Provided passage:
====

I think that split(str,tmp); for (i in tmp) arr[tmp[i]] is probably the way to go. Thanks!
to avoid missing surroundig separator of s in second solution I propose this awk -v s="A:B:C:G" 's ~ "(^|:)" $3 "(:|$)"{action}'
@NeronLeVelu That turns it into a regexp comparison so then you need to worry about regexp metacharacters in the strings. The original code used a string comparison ($3 in arr) and so does the code I posted using index() so regexp metacharacters will just be treated literally.
ok, i forget to assume that part, you are pointing right about this possible issue
2

Probably useless and unnecessarily complex but I'll open the game with while, match and substr:

$ awk -v s="A:B:F:G" '
BEGIN {
    while(match(s,/[^:]+/)) {
        a[substr(s,RSTART,RLENGTH)]
        s=substr(s,RSTART+RLENGTH)

====

Objectives:
1. Answer these questions from the awk discussion:
(a) In the proposal that uses a regexp match on $3, what value is given to s?
(b) What kind of comparison did the original code use?
(c) Besides while, which two functions does the last contribution use to open the game?
2. Reproduce word for word the stretch of the awk discussion from "Probably useless and" through "s=substr(s,RSTART+RLENGTH)".

Stored entries:
====

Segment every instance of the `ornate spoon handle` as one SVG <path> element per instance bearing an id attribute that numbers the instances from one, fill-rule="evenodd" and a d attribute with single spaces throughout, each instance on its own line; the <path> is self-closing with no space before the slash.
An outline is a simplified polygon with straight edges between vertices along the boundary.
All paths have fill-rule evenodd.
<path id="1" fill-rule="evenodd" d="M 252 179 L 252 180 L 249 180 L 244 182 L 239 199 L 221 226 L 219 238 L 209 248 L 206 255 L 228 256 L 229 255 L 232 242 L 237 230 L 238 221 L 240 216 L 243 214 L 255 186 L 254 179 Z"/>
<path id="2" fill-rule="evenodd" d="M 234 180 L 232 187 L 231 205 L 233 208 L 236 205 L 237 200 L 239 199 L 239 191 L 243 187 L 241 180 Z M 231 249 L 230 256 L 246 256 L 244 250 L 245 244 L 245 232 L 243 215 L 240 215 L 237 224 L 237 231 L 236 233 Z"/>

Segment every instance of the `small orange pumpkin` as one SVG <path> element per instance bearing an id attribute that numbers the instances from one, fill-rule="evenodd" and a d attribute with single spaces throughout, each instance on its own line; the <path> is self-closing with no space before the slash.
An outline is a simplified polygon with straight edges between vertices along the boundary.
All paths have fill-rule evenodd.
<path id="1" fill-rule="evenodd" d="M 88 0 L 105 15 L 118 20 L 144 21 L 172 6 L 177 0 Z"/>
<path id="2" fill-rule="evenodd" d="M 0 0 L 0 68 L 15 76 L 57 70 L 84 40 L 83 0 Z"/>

====

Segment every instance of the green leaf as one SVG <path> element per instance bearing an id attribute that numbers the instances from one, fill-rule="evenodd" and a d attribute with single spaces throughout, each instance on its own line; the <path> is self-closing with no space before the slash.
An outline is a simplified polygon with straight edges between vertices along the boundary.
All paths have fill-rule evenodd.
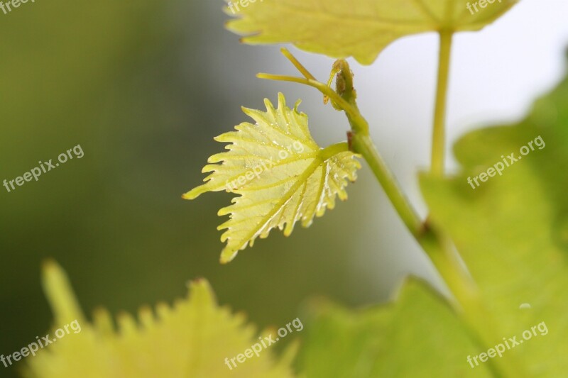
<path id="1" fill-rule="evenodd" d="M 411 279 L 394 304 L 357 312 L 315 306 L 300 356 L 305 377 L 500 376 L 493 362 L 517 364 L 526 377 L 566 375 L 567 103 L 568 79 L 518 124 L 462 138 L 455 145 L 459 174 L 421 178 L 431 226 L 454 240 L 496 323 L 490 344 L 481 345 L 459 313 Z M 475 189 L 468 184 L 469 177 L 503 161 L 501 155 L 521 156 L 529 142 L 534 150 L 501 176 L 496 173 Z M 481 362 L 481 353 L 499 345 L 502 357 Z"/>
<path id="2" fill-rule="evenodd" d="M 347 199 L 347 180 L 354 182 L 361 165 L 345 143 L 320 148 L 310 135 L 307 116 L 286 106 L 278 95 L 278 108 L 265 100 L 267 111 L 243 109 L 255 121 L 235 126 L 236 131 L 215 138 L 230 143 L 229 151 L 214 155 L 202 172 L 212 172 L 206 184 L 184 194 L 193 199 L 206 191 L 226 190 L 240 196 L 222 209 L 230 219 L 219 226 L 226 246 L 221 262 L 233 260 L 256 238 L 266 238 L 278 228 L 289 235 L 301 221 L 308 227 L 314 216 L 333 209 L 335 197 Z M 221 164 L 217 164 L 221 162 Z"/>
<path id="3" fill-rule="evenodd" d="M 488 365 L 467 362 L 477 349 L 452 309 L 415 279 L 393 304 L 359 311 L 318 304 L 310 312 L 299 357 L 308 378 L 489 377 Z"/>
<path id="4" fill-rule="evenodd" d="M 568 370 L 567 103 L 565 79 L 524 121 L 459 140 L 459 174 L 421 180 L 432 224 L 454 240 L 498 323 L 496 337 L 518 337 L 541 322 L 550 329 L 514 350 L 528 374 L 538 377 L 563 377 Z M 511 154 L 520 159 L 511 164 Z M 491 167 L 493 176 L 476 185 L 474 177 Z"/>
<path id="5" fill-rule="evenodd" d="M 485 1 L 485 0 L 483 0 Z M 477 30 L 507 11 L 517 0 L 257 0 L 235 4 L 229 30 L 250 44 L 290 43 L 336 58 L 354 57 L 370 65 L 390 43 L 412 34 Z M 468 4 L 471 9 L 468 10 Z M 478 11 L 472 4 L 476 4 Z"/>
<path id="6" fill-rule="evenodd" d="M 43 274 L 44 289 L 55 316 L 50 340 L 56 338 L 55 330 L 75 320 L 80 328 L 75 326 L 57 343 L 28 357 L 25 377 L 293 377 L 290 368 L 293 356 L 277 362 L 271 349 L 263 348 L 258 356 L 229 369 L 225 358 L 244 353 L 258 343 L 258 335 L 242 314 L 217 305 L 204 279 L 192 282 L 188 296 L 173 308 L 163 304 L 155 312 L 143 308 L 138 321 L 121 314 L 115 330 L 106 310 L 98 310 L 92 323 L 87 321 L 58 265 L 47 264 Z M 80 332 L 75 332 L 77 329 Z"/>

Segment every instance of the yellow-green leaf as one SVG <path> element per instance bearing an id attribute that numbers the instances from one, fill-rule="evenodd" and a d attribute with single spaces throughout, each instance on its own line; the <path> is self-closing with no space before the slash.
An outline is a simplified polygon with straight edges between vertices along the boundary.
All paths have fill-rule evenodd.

====

Results for each task:
1.
(a) "A:B:C:G"
(b) A string comparison ($3 in arr)
(c) match and substr

2.
Probably useless and unnecessarily complex but I'll open the game with while, match and substr:

$ awk -v s="A:B:F:G" '
BEGIN {
    while(match(s,/[^:]+/)) {
        a[substr(s,RSTART,RLENGTH)]
        s=substr(s,RSTART+RLENGTH)